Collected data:
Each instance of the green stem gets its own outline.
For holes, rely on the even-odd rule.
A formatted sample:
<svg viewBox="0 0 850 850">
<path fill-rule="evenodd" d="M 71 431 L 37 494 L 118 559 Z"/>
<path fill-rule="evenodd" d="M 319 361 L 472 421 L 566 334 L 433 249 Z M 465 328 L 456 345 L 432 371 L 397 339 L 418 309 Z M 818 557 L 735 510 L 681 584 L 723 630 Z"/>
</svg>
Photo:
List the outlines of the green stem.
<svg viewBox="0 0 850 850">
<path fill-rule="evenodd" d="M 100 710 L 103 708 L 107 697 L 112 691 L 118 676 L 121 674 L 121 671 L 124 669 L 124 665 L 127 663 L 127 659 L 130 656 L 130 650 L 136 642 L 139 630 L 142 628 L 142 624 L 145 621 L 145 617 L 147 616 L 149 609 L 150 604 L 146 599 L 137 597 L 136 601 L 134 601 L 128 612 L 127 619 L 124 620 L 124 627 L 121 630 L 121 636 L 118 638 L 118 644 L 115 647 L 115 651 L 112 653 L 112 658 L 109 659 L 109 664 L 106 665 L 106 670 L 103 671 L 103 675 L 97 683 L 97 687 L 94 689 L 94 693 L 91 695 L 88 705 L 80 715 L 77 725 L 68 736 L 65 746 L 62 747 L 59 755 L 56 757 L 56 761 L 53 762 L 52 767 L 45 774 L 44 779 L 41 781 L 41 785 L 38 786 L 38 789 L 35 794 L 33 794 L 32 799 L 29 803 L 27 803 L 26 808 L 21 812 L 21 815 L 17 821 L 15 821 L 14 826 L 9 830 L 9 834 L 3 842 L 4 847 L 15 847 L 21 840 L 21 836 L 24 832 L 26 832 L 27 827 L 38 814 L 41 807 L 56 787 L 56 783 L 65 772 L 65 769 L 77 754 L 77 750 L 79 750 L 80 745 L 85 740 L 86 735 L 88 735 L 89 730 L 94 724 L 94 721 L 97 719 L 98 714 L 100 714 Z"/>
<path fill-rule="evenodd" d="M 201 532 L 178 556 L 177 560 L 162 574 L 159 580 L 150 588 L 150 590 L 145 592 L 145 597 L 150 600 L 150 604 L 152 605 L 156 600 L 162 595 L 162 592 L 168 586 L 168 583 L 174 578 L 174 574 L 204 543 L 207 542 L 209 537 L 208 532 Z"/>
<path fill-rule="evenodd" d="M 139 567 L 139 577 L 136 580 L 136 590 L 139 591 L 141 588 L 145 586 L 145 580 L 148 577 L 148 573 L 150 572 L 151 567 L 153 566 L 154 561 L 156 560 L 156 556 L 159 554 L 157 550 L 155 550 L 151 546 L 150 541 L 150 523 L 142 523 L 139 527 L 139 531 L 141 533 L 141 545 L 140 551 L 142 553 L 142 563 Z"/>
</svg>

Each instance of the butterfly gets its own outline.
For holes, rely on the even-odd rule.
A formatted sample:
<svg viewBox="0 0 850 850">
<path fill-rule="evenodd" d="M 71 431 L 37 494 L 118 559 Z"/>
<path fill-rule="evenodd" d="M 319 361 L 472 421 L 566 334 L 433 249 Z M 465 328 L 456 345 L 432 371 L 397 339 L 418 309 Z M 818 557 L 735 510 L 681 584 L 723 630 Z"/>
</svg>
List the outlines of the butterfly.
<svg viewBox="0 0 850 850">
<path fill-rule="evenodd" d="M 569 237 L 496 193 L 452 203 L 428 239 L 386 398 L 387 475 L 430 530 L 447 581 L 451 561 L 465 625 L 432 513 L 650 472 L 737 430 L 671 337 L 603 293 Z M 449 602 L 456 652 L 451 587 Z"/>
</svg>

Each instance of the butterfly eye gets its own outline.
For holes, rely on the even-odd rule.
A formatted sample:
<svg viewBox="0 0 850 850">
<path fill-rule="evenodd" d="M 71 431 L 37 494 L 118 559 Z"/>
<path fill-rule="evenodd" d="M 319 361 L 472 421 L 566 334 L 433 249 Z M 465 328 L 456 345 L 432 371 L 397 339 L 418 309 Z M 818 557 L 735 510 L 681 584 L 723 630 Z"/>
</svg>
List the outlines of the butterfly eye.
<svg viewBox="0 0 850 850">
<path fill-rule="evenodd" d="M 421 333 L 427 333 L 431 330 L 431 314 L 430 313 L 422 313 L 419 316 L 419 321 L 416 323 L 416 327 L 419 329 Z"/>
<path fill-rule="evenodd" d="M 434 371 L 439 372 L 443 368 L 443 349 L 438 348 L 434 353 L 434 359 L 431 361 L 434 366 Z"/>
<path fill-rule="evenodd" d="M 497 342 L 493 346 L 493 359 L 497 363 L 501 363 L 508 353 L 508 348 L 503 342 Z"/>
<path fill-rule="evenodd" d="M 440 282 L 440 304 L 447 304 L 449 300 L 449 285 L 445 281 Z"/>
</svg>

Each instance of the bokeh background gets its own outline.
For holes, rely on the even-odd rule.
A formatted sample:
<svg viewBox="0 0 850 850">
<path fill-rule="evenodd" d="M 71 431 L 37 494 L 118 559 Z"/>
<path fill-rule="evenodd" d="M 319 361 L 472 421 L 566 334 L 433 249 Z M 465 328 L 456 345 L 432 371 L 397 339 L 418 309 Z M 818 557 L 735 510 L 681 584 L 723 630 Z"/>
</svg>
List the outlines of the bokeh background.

EXERCISE: All the lines above are to be copied exactly, with none left out.

ANSWER BOX:
Each instance of the green stem gets its own outline.
For holes, rely on the even-odd rule.
A formatted sample:
<svg viewBox="0 0 850 850">
<path fill-rule="evenodd" d="M 71 431 L 37 494 L 118 559 Z"/>
<path fill-rule="evenodd" d="M 319 361 L 472 421 L 566 334 L 433 249 Z M 465 328 L 456 345 L 432 371 L 397 339 L 418 309 Z M 818 557 L 735 510 L 681 584 L 723 630 Z"/>
</svg>
Photo:
List the outlines of the green stem.
<svg viewBox="0 0 850 850">
<path fill-rule="evenodd" d="M 100 710 L 103 708 L 107 697 L 112 691 L 118 676 L 121 674 L 121 671 L 124 669 L 124 665 L 127 663 L 127 659 L 130 656 L 130 650 L 136 642 L 139 630 L 142 628 L 142 624 L 145 621 L 145 617 L 147 616 L 149 609 L 150 604 L 146 599 L 137 597 L 136 601 L 134 601 L 128 612 L 127 619 L 124 620 L 124 627 L 121 630 L 121 636 L 118 638 L 118 644 L 115 647 L 115 651 L 112 653 L 112 658 L 109 659 L 109 664 L 106 665 L 106 670 L 103 671 L 103 675 L 97 683 L 97 687 L 94 689 L 94 693 L 91 695 L 88 705 L 80 715 L 77 725 L 68 736 L 65 746 L 62 747 L 59 755 L 56 757 L 56 761 L 53 762 L 52 767 L 45 774 L 44 779 L 41 781 L 41 785 L 38 786 L 38 789 L 35 794 L 33 794 L 32 799 L 29 803 L 27 803 L 26 808 L 21 812 L 21 815 L 17 821 L 15 821 L 14 826 L 9 830 L 9 834 L 3 842 L 4 847 L 15 847 L 21 840 L 21 836 L 24 832 L 26 832 L 27 827 L 38 814 L 41 807 L 56 787 L 56 783 L 65 772 L 65 769 L 77 754 L 77 750 L 79 750 L 80 745 L 85 740 L 86 735 L 88 735 L 89 730 L 94 724 L 94 721 L 97 719 L 98 714 L 100 714 Z"/>
<path fill-rule="evenodd" d="M 201 532 L 178 556 L 177 560 L 162 574 L 159 580 L 150 588 L 150 590 L 145 592 L 145 597 L 150 600 L 150 604 L 152 605 L 156 600 L 162 595 L 162 592 L 168 586 L 168 583 L 174 578 L 174 574 L 204 543 L 207 542 L 209 537 L 208 532 Z"/>
<path fill-rule="evenodd" d="M 139 567 L 139 577 L 136 580 L 136 590 L 139 591 L 141 588 L 145 586 L 145 580 L 148 577 L 148 573 L 150 572 L 151 567 L 153 566 L 154 561 L 156 560 L 156 556 L 159 554 L 157 550 L 155 550 L 151 546 L 150 541 L 150 523 L 142 523 L 139 527 L 139 531 L 141 533 L 141 545 L 140 551 L 142 553 L 142 563 Z"/>
</svg>

Each instance of the butterfly gets its own outline.
For holes, rely on the even-odd rule.
A formatted sample:
<svg viewBox="0 0 850 850">
<path fill-rule="evenodd" d="M 71 431 L 37 494 L 118 559 Z"/>
<path fill-rule="evenodd" d="M 319 361 L 472 421 L 566 334 L 433 249 Z M 465 328 L 456 345 L 432 371 L 397 339 L 418 309 Z M 818 557 L 735 510 L 681 584 L 723 630 Z"/>
</svg>
List the outlines of the butterfly.
<svg viewBox="0 0 850 850">
<path fill-rule="evenodd" d="M 569 237 L 496 193 L 452 203 L 428 239 L 386 398 L 387 475 L 430 530 L 447 581 L 451 561 L 465 625 L 432 513 L 650 472 L 737 430 L 671 337 L 603 293 Z M 449 602 L 456 652 L 451 587 Z"/>
</svg>

Each instance of the butterfly eye gets its own outline.
For holes, rely on the even-odd rule.
A formatted sample:
<svg viewBox="0 0 850 850">
<path fill-rule="evenodd" d="M 71 431 L 37 494 L 118 559 Z"/>
<path fill-rule="evenodd" d="M 319 361 L 472 421 L 566 334 L 433 249 Z M 465 328 L 456 345 L 432 371 L 397 339 L 418 309 Z M 818 557 L 735 510 L 681 584 L 723 630 Z"/>
</svg>
List the outlines of the butterfly eye.
<svg viewBox="0 0 850 850">
<path fill-rule="evenodd" d="M 421 333 L 427 333 L 431 330 L 431 314 L 430 313 L 422 313 L 419 316 L 419 321 L 416 323 L 416 327 L 419 329 Z"/>
<path fill-rule="evenodd" d="M 434 371 L 439 372 L 443 368 L 443 349 L 438 348 L 434 353 L 434 359 L 431 361 L 434 366 Z"/>
<path fill-rule="evenodd" d="M 497 342 L 493 346 L 493 359 L 497 363 L 501 363 L 508 353 L 508 348 L 503 342 Z"/>
<path fill-rule="evenodd" d="M 440 282 L 440 304 L 447 304 L 449 300 L 449 285 L 445 281 Z"/>
</svg>

Each instance of the bokeh background gets its own outline.
For holes, rely on the even-odd rule.
A formatted sample:
<svg viewBox="0 0 850 850">
<path fill-rule="evenodd" d="M 71 431 L 37 494 L 118 559 Z"/>
<path fill-rule="evenodd" d="M 319 361 L 472 421 L 566 334 L 433 249 Z M 465 328 L 456 345 L 432 371 L 397 339 L 418 309 Z M 818 557 L 735 510 L 681 584 L 723 630 Z"/>
</svg>
List the outlines of the bokeh background.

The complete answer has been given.